◆ **Given data**:
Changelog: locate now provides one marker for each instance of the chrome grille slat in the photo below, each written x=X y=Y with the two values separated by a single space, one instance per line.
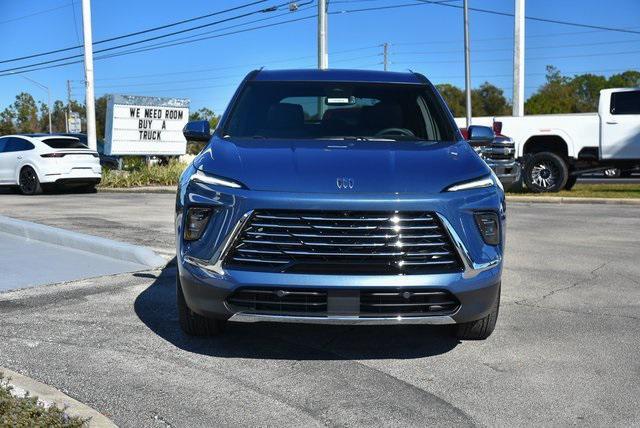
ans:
x=348 y=254
x=344 y=242
x=243 y=259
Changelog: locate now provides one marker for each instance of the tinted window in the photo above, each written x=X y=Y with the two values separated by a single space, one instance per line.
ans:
x=625 y=102
x=313 y=110
x=64 y=143
x=17 y=145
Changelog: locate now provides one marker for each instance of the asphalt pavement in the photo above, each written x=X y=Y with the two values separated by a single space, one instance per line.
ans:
x=564 y=350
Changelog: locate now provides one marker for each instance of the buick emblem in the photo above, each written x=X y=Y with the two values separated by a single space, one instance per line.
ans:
x=344 y=183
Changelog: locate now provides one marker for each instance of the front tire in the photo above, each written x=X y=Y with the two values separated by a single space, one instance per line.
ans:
x=545 y=172
x=194 y=324
x=28 y=182
x=482 y=328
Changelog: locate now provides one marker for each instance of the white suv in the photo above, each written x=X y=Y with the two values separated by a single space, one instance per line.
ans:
x=34 y=161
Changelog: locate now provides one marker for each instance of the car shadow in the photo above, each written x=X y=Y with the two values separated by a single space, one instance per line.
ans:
x=156 y=308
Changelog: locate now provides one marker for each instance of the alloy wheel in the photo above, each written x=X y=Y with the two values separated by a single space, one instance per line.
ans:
x=545 y=174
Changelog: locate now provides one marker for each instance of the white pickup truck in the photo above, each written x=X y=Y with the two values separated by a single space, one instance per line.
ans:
x=555 y=149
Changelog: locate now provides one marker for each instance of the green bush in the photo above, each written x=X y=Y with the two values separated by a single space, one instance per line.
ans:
x=27 y=412
x=155 y=175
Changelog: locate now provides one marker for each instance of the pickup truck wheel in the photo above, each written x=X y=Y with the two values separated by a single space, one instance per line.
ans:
x=571 y=181
x=545 y=172
x=194 y=324
x=482 y=328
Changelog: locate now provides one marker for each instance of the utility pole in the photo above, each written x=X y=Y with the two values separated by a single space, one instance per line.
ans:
x=68 y=115
x=385 y=55
x=88 y=72
x=323 y=56
x=467 y=62
x=518 y=59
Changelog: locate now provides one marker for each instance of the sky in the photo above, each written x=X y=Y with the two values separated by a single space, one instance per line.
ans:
x=422 y=37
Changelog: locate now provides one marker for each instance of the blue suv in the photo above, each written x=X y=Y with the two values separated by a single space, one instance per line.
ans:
x=338 y=197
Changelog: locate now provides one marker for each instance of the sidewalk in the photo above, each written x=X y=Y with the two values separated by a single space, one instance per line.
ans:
x=48 y=396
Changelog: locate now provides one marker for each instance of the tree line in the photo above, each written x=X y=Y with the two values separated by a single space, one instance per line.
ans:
x=559 y=94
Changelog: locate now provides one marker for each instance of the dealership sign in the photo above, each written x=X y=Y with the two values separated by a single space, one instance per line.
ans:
x=145 y=125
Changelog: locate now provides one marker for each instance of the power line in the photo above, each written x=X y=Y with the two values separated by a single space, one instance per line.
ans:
x=273 y=8
x=530 y=58
x=17 y=18
x=533 y=18
x=204 y=70
x=169 y=43
x=510 y=49
x=75 y=21
x=396 y=6
x=136 y=33
x=142 y=49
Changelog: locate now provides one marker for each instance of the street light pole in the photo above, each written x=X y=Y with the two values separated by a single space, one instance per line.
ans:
x=518 y=60
x=467 y=63
x=88 y=72
x=46 y=88
x=323 y=56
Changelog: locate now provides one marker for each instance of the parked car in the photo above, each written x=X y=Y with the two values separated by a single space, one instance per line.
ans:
x=107 y=161
x=555 y=149
x=338 y=196
x=498 y=151
x=34 y=161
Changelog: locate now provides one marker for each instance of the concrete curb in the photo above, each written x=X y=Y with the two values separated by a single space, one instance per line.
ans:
x=79 y=241
x=48 y=395
x=143 y=189
x=565 y=200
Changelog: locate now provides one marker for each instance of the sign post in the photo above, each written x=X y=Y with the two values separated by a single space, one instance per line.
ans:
x=146 y=126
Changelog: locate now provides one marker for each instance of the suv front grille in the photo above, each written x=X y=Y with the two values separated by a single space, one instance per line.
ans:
x=280 y=301
x=344 y=242
x=407 y=303
x=365 y=303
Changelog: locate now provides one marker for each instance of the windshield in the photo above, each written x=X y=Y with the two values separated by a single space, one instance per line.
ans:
x=64 y=143
x=327 y=110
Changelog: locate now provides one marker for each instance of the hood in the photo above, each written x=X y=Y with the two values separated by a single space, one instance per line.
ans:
x=316 y=166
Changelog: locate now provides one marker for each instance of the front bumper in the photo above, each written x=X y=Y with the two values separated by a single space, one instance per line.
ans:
x=508 y=171
x=206 y=282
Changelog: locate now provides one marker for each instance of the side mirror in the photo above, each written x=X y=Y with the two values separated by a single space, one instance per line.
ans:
x=480 y=134
x=198 y=130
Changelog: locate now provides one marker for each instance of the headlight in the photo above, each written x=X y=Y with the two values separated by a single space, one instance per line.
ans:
x=489 y=225
x=195 y=222
x=474 y=184
x=202 y=177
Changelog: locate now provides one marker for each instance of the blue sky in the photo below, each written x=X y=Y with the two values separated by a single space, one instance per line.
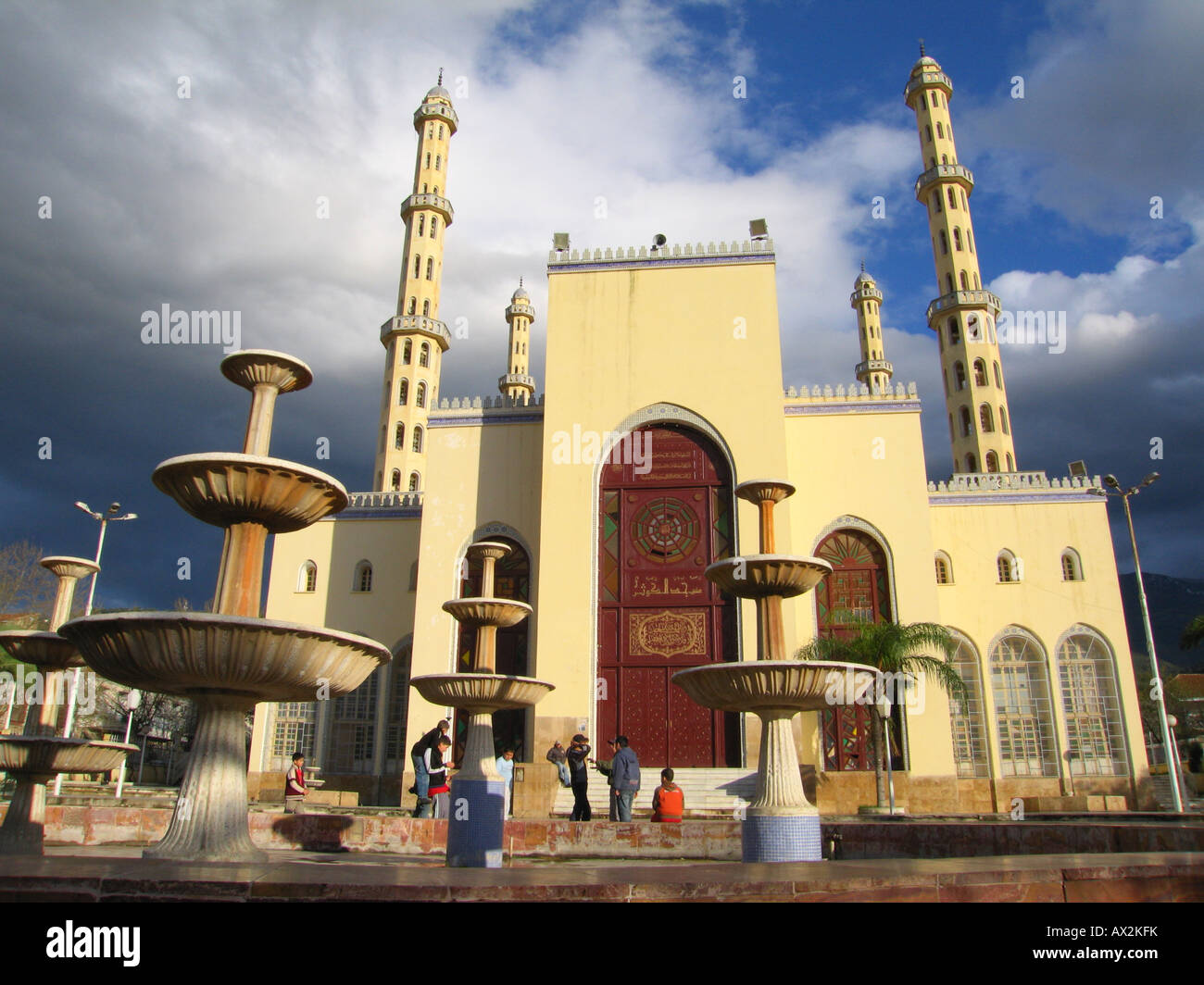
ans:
x=208 y=203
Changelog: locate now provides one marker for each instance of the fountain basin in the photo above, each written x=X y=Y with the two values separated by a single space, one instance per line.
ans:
x=225 y=488
x=49 y=755
x=777 y=685
x=484 y=692
x=44 y=651
x=486 y=612
x=193 y=654
x=761 y=576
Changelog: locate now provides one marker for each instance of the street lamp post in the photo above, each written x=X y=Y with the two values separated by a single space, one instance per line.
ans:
x=1172 y=753
x=105 y=519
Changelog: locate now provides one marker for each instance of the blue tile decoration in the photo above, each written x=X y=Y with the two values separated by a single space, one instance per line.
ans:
x=782 y=838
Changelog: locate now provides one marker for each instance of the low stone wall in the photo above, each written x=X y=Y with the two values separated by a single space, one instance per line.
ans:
x=717 y=841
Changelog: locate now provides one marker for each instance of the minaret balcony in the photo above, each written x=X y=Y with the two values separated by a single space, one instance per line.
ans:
x=417 y=324
x=964 y=299
x=873 y=367
x=926 y=80
x=429 y=111
x=959 y=173
x=516 y=380
x=433 y=203
x=865 y=294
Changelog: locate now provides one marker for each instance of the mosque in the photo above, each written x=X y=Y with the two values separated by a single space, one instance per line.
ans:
x=615 y=491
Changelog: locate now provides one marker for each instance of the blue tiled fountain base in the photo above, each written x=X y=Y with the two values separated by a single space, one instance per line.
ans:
x=774 y=838
x=476 y=825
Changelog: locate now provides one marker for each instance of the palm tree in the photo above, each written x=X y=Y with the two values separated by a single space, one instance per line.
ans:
x=1193 y=635
x=896 y=649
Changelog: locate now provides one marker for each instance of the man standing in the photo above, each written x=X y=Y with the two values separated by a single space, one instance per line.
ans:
x=624 y=778
x=294 y=787
x=418 y=757
x=579 y=777
x=506 y=769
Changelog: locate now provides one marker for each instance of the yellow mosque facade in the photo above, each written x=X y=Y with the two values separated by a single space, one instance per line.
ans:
x=614 y=489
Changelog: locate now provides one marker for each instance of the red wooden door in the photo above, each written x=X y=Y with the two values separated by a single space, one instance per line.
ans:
x=661 y=524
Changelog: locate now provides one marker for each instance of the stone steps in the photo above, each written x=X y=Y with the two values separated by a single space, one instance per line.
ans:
x=709 y=792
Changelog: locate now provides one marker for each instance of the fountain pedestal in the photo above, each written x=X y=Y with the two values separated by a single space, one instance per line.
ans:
x=477 y=821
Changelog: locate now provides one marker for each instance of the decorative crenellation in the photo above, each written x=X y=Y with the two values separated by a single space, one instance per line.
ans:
x=759 y=248
x=855 y=392
x=996 y=481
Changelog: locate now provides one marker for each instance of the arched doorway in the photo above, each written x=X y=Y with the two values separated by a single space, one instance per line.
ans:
x=665 y=515
x=856 y=591
x=512 y=580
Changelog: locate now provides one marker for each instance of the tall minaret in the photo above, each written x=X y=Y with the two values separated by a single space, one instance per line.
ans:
x=867 y=300
x=414 y=339
x=516 y=383
x=963 y=316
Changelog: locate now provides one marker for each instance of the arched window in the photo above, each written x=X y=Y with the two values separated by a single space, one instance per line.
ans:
x=1072 y=568
x=944 y=568
x=1020 y=687
x=1095 y=735
x=966 y=719
x=1007 y=567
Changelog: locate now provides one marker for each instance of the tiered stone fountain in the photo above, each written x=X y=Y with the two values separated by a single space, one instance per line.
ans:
x=781 y=824
x=230 y=660
x=478 y=792
x=40 y=754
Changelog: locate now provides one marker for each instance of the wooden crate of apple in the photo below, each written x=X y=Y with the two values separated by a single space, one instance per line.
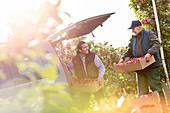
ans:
x=133 y=65
x=149 y=103
x=86 y=84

◆ **Assignment**: Every line from the one with "of the decorative" through the end of the material above should be restated word for word, with the pictures left out.

◆ **Task output**:
Changelog: locate now provides one marker for each instance of the decorative crenellation in the photo above, each written x=X y=Y with the two values separated by a single space, one instance per line.
ans:
x=759 y=248
x=855 y=392
x=996 y=481
Changelog: locate now provides one marker for each instance of the arched doorway in the photo above, each written x=X y=Y with the two values separated by a single space, one instance per line.
ans:
x=665 y=515
x=856 y=591
x=512 y=580
Changelog: locate now provides one marker for each instance of the tall minaret in the photo above, each written x=X y=Y with the two values separated by a single space, one instance per line.
ans:
x=867 y=300
x=414 y=339
x=516 y=383
x=963 y=316
Changelog: locate now provides one marker for each instance of the arched window in the photo above, each written x=X y=Y with the two values separated by a single space, one instance per line.
ans:
x=1072 y=568
x=944 y=568
x=1020 y=687
x=1095 y=735
x=966 y=719
x=1007 y=567
Changelog: locate now provides one marker for each instance of the tiered stone fountain in the photo above, each written x=X y=Y with the two values separated by a single space, one instance per line.
ans:
x=781 y=824
x=230 y=660
x=478 y=792
x=40 y=754
Changelog: locate now provides one marker for each instance of the wooden crate of apple in the photo below, each written x=X y=Y with the two values separated by a single space, one instance per line.
ans:
x=133 y=65
x=149 y=103
x=86 y=84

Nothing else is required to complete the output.